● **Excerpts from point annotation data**
---
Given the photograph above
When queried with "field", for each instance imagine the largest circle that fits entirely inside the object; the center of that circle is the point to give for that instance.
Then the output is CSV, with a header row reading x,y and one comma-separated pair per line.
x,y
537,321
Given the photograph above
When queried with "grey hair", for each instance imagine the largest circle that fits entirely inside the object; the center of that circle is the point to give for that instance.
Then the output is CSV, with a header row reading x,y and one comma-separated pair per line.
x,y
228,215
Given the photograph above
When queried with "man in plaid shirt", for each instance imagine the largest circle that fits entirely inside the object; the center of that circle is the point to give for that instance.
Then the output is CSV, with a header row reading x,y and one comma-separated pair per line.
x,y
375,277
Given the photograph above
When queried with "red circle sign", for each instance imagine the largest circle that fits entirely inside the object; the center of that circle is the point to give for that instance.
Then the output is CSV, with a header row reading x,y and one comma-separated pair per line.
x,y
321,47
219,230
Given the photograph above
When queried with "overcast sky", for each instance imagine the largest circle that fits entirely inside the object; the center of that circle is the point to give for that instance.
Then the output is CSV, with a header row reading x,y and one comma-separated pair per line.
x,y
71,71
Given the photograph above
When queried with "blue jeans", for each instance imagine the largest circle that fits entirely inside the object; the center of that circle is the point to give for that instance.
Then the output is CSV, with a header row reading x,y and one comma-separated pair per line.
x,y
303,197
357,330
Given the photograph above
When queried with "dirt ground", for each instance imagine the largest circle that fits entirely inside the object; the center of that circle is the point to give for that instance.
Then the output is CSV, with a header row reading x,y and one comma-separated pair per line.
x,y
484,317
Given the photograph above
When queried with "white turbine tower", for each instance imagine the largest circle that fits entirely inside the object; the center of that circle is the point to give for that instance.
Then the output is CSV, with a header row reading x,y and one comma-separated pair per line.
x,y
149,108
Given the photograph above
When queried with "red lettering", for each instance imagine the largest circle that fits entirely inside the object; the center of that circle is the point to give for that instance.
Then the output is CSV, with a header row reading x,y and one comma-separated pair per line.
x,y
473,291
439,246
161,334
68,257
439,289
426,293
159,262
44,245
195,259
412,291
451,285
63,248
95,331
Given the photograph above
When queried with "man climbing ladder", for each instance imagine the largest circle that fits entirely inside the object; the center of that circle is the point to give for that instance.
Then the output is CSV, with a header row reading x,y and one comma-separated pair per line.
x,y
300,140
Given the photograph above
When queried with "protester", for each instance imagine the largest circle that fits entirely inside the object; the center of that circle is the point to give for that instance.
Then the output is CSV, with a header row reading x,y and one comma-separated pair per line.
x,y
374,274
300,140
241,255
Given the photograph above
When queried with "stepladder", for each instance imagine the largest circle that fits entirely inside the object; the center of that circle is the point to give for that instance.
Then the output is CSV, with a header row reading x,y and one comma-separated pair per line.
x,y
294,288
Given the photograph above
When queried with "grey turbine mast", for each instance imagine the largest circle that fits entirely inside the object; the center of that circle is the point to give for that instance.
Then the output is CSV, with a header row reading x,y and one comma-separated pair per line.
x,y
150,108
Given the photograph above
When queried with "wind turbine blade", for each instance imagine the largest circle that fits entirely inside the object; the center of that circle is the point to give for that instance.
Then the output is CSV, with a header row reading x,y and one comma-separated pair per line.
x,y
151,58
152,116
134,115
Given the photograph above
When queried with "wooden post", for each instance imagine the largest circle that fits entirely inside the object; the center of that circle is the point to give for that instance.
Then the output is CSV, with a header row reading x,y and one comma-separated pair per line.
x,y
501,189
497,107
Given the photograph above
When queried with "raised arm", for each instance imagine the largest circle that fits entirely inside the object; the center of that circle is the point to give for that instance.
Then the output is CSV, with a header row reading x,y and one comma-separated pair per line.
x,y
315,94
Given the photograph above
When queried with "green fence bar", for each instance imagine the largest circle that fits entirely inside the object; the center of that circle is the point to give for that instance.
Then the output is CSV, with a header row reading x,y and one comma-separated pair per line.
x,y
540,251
---
● **Exercise instructions**
Set down all of the data above, word for word.

● **Problem solution**
Given the photograph above
When queried with "field", for each instance imagine the largest circle that fits entirely inside the object; the center of that circle is the point to give for that instance.
Then the output is CSV, with a header row reading x,y and one comma-separated pair per line.
x,y
537,321
Given the photograph above
When queried with "grey hair", for each instance imagine the largest circle that fits entirely inside the object; the center of that circle is the point to give for that instance.
Then the output is CSV, with a header row reading x,y and one comma-separated pair per line.
x,y
228,215
Given the photograph above
When queried with "man in plaid shirt", for each instance imagine the largest circle that fits entirely inside the object; the center of that circle is the point to give for that instance.
Then the output is CSV, with a header row reading x,y and one comma-separated pair per line.
x,y
375,277
Given the photograph above
When queried with "red circle sign", for each instance imagine the largest circle that fits entirely inside the object; the center of that circle is the point to give for that instance.
Then the output is CSV, with a header row reading x,y and one comma-separated pair per line.
x,y
321,47
219,230
Given the photograph above
When queried with "overcast sky", for each instance imagine the largest circle that fits entirely inside the object; the center of that circle is the point to give for that instance.
Then the output is CSV, with a header row reading x,y and one comma-separated pair per line.
x,y
71,71
Given the photograph above
When queried with "blue jeans", for each instance imagine the largest circle that fits entirely inside the object; the center of that circle is the point to give for that instance.
Then the output is CSV, with a header row reading x,y and one comma-separated pair per line.
x,y
303,197
357,330
Given the photograph above
When queried with "dirt ground", for each instance imagine the largest circle that fits entirely inside the object; the center of that circle is the point to give for that instance.
Then the output is CSV, with a header row reading x,y and one comma-separated pair per line.
x,y
484,317
Given the photograph above
When queried with "white turbine tower", for each instance imagine the largest circle that fits entirely inside the object; the center of that circle is the point to give for that instance.
Then the output is CSV, with a header row reading x,y and one comma-separated pair per line.
x,y
149,108
Given the photograph above
When queried with "red lettering", for each instance imagine the largest circle that fits entirely inside the object; the center of that circle is the point to give for that instance.
Then the output is CSV, with a header row reading x,y and one comma-separated pair per line.
x,y
473,291
439,246
161,334
68,257
439,289
426,293
159,262
44,245
195,259
412,291
451,285
63,248
95,331
Given the photograph above
When queried with "man climbing ladder", for each instance imagine the largest circle that fits entirely inside the object; the center of that circle is the point to give for that instance.
Then the output is CSV, with a header row reading x,y and one comma-separated pair per line.
x,y
300,140
Given the photograph above
When queried with "protester", for each instance imagine the largest circle that fits entirely inside the object; the center of that circle is the point to give for that instance.
Then the output is CSV, with a header row reading x,y and one comma-separated pair per line.
x,y
374,274
300,140
241,255
Given the photograph above
When queried with "stepladder", for each instance imagine the largest circle that fits entirely inside the object; the center of that circle is the point to give for that instance.
Then the output is CSV, with a header row reading x,y and one comma-separated pair per line.
x,y
294,288
Given the photograph above
When queried with "grey turbine mast", for each instance imagine the largest circle that fits entirely inside the object; the center of that circle is the point to give for that instance.
Then the output is CSV, with a header row reading x,y and one comma-separated pair per line.
x,y
150,108
Given the photograph above
When queried with "wind turbine blade", for each instance imagine the largest circle that fits entirely inside the object; the center of that circle is the point to give for that instance.
Then the output is CSV, with a header row reading x,y and one comma-separated pair per line.
x,y
151,58
152,116
134,115
Given the photograph above
When queried with "wooden post", for each instance imagine the largest circle that fits entirely inside the object; the center of that circle is the point to give for that instance.
Then the output is CSV, with a header row reading x,y and one comma-separated pair per line.
x,y
501,189
497,107
Given the photograph above
When queried with "raised arm", for each instance imagine the largest circle that fits entirely inside the object; the center of that circle is the point to give for that instance.
Then the output is CSV, with a header row reading x,y and one comma-separated pair per line.
x,y
315,94
Given the photograph above
When queried with "green fence bar", for each instance imagine the largest circle that fits entirely inside the object; the center of that circle is the point to give for that instance.
Then the output is CSV, with a header row reading x,y and one comma-separated pair per line.
x,y
540,251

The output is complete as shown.